_Zu lesender Auszug_
%%

Rezensionen

Matthias Depoorter: Flämische Meister. Von van Eyck bis Bruegel. Hatje Cantz

Wer ein Überblickswerk über die Flämischen Meister des 15. Jahrhunderts schreibt, stellt sich in eine große, Ehrfurcht gebietende Forschungstradition. Namhafte Kunsthistoriker haben auf diesem Gebiet ihre jeweilige Duftmarke hinterlassen, erinnert sei nur an Max J. Friedländer, Charles de Tolnay, Erwin Panofsky, Wolfgang Schöne, Friedrich Winkler, Otto Pächt oder Hans Belting. Für sie alle war die Epoche mehr oder weniger durch die Eckdaten 1432 (vermutliche Fertigstellung des Genter Altares durch die Brüder van Eyck) und 1569 (Tod Pieter Bruegels d. Ä.) verbindlich gesetzt. - Ein unbeackertes Feld der Forschung ist die Malerei der «burgundischen Niederlande» keineswegs. Dazu sind Fülle und Qualität der Tafelmalerei einfach zu gewaltig. Was hat es also mit der Neuerscheinung «Flämische Meister. Von van Eyck bis Bruegel» durch den Belgier Matthias Depoorter auf sich? - Walter Kayser hat sich auf die Suche nach einer Antwort gemacht.

%%

_Bereitgestellte Datensätze_
%%

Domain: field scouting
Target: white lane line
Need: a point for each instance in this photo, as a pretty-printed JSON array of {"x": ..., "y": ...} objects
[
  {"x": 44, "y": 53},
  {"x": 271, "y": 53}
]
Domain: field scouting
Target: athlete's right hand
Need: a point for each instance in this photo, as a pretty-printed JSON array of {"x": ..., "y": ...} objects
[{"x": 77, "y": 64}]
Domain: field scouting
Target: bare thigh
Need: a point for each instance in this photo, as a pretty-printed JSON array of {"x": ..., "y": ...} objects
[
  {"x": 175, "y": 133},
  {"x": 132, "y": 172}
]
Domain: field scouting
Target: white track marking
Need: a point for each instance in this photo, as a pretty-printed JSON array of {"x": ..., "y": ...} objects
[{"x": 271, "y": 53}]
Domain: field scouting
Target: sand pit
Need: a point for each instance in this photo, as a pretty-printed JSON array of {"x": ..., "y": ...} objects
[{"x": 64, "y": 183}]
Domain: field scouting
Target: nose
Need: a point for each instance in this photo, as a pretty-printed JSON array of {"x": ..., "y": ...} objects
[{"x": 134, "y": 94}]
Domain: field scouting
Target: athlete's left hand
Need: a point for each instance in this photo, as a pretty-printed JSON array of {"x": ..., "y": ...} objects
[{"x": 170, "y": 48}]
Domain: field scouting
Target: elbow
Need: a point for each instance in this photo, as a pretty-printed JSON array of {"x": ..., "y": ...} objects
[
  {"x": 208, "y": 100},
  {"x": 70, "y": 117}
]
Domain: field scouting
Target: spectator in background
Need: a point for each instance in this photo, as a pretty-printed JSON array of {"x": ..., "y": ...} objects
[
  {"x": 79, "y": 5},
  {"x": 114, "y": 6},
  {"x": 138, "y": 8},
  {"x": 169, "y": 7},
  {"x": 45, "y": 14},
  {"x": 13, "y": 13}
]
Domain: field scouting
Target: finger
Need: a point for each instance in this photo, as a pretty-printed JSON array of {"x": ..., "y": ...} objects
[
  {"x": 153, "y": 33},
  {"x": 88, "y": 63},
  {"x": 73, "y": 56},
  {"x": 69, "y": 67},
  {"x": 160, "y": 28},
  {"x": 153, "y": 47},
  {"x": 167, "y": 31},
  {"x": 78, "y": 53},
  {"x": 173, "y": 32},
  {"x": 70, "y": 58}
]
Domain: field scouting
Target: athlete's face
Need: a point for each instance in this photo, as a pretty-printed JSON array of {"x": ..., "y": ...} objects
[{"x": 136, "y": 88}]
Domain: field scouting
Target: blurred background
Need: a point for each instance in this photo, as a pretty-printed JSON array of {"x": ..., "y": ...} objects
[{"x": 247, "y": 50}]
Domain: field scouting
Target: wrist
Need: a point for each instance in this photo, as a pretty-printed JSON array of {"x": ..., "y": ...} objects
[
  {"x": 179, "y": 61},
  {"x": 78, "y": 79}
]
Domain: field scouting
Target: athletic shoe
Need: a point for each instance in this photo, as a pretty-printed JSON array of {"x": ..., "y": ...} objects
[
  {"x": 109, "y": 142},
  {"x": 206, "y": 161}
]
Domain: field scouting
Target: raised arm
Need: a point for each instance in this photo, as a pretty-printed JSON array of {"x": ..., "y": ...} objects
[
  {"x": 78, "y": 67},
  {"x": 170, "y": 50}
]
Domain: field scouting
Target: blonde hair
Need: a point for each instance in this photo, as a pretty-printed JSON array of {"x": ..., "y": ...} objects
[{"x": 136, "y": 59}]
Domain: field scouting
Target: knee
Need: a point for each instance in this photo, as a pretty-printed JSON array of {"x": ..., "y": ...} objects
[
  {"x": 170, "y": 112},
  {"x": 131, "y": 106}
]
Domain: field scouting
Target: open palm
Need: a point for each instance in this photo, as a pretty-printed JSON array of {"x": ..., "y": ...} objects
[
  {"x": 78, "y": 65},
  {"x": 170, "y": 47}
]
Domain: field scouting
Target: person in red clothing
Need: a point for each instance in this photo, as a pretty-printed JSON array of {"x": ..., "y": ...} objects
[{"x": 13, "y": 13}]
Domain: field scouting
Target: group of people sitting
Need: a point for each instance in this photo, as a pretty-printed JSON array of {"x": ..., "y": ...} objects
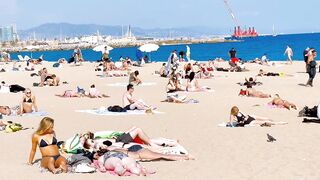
[
  {"x": 119, "y": 152},
  {"x": 80, "y": 92}
]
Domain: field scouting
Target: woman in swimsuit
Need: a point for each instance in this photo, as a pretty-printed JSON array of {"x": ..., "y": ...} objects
[
  {"x": 45, "y": 138},
  {"x": 119, "y": 162},
  {"x": 28, "y": 104},
  {"x": 251, "y": 92},
  {"x": 282, "y": 103},
  {"x": 123, "y": 144},
  {"x": 239, "y": 119},
  {"x": 5, "y": 110}
]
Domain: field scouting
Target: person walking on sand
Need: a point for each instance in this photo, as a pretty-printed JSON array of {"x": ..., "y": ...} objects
[
  {"x": 289, "y": 53},
  {"x": 131, "y": 104},
  {"x": 311, "y": 67}
]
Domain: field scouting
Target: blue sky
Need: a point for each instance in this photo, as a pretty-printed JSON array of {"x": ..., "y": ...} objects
[{"x": 288, "y": 16}]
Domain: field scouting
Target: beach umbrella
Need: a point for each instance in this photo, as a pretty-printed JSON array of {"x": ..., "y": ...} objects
[
  {"x": 149, "y": 48},
  {"x": 102, "y": 48}
]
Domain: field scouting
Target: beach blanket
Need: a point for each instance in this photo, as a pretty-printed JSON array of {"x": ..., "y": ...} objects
[
  {"x": 39, "y": 113},
  {"x": 105, "y": 112},
  {"x": 224, "y": 124},
  {"x": 270, "y": 105},
  {"x": 125, "y": 84}
]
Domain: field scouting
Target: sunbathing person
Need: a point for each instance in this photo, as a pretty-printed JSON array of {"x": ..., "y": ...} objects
[
  {"x": 131, "y": 104},
  {"x": 133, "y": 78},
  {"x": 14, "y": 88},
  {"x": 136, "y": 151},
  {"x": 52, "y": 80},
  {"x": 28, "y": 104},
  {"x": 262, "y": 73},
  {"x": 118, "y": 162},
  {"x": 193, "y": 85},
  {"x": 70, "y": 94},
  {"x": 30, "y": 66},
  {"x": 239, "y": 119},
  {"x": 45, "y": 138},
  {"x": 251, "y": 92},
  {"x": 94, "y": 93},
  {"x": 282, "y": 103}
]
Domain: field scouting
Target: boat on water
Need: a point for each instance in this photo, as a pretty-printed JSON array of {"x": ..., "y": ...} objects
[{"x": 243, "y": 34}]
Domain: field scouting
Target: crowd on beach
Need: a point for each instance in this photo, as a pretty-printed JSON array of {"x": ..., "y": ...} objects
[{"x": 121, "y": 152}]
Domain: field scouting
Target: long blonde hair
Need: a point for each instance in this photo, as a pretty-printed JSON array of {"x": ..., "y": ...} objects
[
  {"x": 234, "y": 110},
  {"x": 45, "y": 124}
]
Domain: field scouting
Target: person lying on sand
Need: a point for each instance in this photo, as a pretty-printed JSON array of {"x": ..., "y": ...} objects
[
  {"x": 13, "y": 88},
  {"x": 91, "y": 93},
  {"x": 238, "y": 119},
  {"x": 263, "y": 73},
  {"x": 193, "y": 85},
  {"x": 251, "y": 92},
  {"x": 136, "y": 151},
  {"x": 118, "y": 162},
  {"x": 45, "y": 138},
  {"x": 48, "y": 79},
  {"x": 282, "y": 103},
  {"x": 129, "y": 103}
]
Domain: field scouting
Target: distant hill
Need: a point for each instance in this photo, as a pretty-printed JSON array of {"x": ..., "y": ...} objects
[{"x": 55, "y": 30}]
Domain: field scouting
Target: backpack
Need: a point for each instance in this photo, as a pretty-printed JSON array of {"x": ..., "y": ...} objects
[{"x": 116, "y": 108}]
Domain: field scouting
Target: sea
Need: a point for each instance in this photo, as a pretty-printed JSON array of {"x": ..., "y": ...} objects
[{"x": 247, "y": 49}]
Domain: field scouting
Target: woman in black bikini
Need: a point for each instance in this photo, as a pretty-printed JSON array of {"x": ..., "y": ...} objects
[
  {"x": 28, "y": 104},
  {"x": 240, "y": 120},
  {"x": 45, "y": 138}
]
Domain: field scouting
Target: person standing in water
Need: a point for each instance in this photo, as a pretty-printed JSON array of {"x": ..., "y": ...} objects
[
  {"x": 289, "y": 53},
  {"x": 311, "y": 67}
]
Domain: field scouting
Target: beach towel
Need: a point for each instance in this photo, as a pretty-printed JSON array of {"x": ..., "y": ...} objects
[
  {"x": 224, "y": 124},
  {"x": 105, "y": 112},
  {"x": 125, "y": 84},
  {"x": 97, "y": 166},
  {"x": 39, "y": 113}
]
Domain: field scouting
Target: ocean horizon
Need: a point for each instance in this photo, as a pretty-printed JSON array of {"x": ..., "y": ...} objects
[{"x": 247, "y": 49}]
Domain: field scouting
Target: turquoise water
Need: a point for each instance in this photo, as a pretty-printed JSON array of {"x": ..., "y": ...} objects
[{"x": 247, "y": 49}]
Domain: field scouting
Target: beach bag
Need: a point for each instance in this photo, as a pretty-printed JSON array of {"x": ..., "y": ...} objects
[
  {"x": 116, "y": 108},
  {"x": 13, "y": 128}
]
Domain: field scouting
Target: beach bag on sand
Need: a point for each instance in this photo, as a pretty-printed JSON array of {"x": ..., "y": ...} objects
[
  {"x": 116, "y": 108},
  {"x": 13, "y": 128}
]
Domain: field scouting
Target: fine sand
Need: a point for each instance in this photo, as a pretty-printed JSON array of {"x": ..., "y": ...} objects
[{"x": 221, "y": 153}]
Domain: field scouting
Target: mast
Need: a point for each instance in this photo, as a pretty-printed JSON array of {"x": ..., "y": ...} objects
[{"x": 226, "y": 2}]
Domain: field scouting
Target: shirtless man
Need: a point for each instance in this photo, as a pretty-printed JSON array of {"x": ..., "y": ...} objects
[
  {"x": 131, "y": 104},
  {"x": 289, "y": 53}
]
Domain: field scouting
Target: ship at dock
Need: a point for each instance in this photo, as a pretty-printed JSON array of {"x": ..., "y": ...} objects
[{"x": 238, "y": 32}]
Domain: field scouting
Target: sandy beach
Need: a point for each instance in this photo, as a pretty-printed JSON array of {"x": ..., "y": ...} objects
[{"x": 221, "y": 153}]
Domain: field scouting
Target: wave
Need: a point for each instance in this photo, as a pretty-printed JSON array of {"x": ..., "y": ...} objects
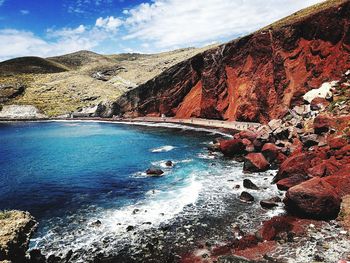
[
  {"x": 166, "y": 148},
  {"x": 114, "y": 225}
]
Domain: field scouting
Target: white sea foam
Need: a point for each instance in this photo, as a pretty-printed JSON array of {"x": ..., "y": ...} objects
[
  {"x": 159, "y": 207},
  {"x": 165, "y": 148}
]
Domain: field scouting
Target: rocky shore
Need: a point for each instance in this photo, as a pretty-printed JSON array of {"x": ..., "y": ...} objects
[
  {"x": 16, "y": 228},
  {"x": 310, "y": 148}
]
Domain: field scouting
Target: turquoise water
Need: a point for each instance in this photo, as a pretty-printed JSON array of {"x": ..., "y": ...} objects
[{"x": 70, "y": 175}]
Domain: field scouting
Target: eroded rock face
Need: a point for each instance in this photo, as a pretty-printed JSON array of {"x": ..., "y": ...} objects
[
  {"x": 254, "y": 78},
  {"x": 20, "y": 112},
  {"x": 16, "y": 228}
]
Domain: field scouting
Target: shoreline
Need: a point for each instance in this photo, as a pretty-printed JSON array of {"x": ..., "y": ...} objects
[{"x": 223, "y": 128}]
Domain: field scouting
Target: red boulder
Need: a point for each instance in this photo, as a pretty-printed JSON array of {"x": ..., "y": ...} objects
[
  {"x": 295, "y": 164},
  {"x": 337, "y": 142},
  {"x": 232, "y": 148},
  {"x": 270, "y": 152},
  {"x": 255, "y": 162},
  {"x": 276, "y": 225},
  {"x": 325, "y": 168},
  {"x": 314, "y": 198},
  {"x": 291, "y": 181},
  {"x": 322, "y": 123}
]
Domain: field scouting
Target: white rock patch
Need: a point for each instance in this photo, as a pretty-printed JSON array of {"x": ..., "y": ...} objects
[
  {"x": 325, "y": 91},
  {"x": 20, "y": 112}
]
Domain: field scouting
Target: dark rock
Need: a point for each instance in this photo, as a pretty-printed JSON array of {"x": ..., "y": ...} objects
[
  {"x": 249, "y": 184},
  {"x": 169, "y": 163},
  {"x": 232, "y": 148},
  {"x": 96, "y": 223},
  {"x": 276, "y": 225},
  {"x": 315, "y": 198},
  {"x": 154, "y": 172},
  {"x": 16, "y": 229},
  {"x": 270, "y": 152},
  {"x": 255, "y": 162},
  {"x": 53, "y": 259},
  {"x": 291, "y": 181},
  {"x": 246, "y": 197},
  {"x": 130, "y": 228},
  {"x": 36, "y": 256},
  {"x": 268, "y": 204},
  {"x": 309, "y": 140}
]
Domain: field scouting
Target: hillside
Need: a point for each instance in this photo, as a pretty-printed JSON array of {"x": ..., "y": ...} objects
[
  {"x": 254, "y": 78},
  {"x": 83, "y": 79},
  {"x": 30, "y": 65}
]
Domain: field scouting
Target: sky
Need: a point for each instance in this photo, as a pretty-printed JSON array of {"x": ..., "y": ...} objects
[{"x": 55, "y": 27}]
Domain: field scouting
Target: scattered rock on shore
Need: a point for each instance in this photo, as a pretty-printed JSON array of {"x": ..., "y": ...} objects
[
  {"x": 314, "y": 198},
  {"x": 255, "y": 162},
  {"x": 16, "y": 228}
]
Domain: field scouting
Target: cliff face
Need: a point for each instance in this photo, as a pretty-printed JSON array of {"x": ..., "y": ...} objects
[{"x": 254, "y": 78}]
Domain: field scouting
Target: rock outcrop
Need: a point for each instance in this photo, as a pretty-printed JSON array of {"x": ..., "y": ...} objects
[
  {"x": 254, "y": 78},
  {"x": 16, "y": 228},
  {"x": 20, "y": 112}
]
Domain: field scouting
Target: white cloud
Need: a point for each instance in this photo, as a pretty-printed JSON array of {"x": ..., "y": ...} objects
[
  {"x": 109, "y": 23},
  {"x": 24, "y": 12},
  {"x": 172, "y": 23},
  {"x": 16, "y": 43}
]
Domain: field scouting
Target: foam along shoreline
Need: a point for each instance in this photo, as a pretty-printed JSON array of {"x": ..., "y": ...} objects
[{"x": 210, "y": 128}]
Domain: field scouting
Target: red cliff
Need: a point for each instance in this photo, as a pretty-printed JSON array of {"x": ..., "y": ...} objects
[{"x": 254, "y": 78}]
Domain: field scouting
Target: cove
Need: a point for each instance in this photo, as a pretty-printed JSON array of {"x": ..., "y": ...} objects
[{"x": 86, "y": 185}]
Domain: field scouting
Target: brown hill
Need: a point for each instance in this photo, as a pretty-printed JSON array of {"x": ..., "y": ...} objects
[
  {"x": 29, "y": 65},
  {"x": 254, "y": 78},
  {"x": 80, "y": 58}
]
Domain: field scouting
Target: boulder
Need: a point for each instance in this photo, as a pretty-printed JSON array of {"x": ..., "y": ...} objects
[
  {"x": 319, "y": 103},
  {"x": 315, "y": 198},
  {"x": 275, "y": 226},
  {"x": 325, "y": 91},
  {"x": 154, "y": 172},
  {"x": 340, "y": 183},
  {"x": 275, "y": 124},
  {"x": 295, "y": 164},
  {"x": 322, "y": 123},
  {"x": 337, "y": 143},
  {"x": 291, "y": 181},
  {"x": 234, "y": 147},
  {"x": 270, "y": 152},
  {"x": 325, "y": 168},
  {"x": 169, "y": 163},
  {"x": 16, "y": 228},
  {"x": 246, "y": 197},
  {"x": 255, "y": 162},
  {"x": 309, "y": 140},
  {"x": 249, "y": 184},
  {"x": 250, "y": 135},
  {"x": 268, "y": 204}
]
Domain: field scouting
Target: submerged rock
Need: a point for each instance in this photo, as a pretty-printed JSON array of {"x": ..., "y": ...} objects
[
  {"x": 154, "y": 172},
  {"x": 250, "y": 185},
  {"x": 246, "y": 197},
  {"x": 16, "y": 228}
]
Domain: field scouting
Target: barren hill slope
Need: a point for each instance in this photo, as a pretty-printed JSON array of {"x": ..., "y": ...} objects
[
  {"x": 30, "y": 65},
  {"x": 88, "y": 78}
]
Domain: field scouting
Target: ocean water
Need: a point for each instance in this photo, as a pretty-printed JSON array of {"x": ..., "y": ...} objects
[{"x": 86, "y": 185}]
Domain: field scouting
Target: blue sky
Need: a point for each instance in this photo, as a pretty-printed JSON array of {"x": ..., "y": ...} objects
[{"x": 54, "y": 27}]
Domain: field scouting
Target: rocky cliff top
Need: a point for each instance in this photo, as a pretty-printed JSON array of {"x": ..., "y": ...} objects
[{"x": 254, "y": 78}]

%%

_Zielsetzung_
Beantworten Sie anhand der Rezension zu den Flämischen Meistern die folgenden Fragen:
1. Welches Ereignis verbindet die Rezension mit dem Jahr 1432?
2. Wessen Tod setzt die Rezension in das Jahr 1569?
3. Welche Nationalität hat Matthias Depoorter laut der Rezension?

_Schriftliche Antwort_
1. Die vermutliche Fertigstellung des Genter Altares durch die Brüder van Eyck.
2. Den Tod Pieter Bruegels d. Ä.
3. Er ist Belgier.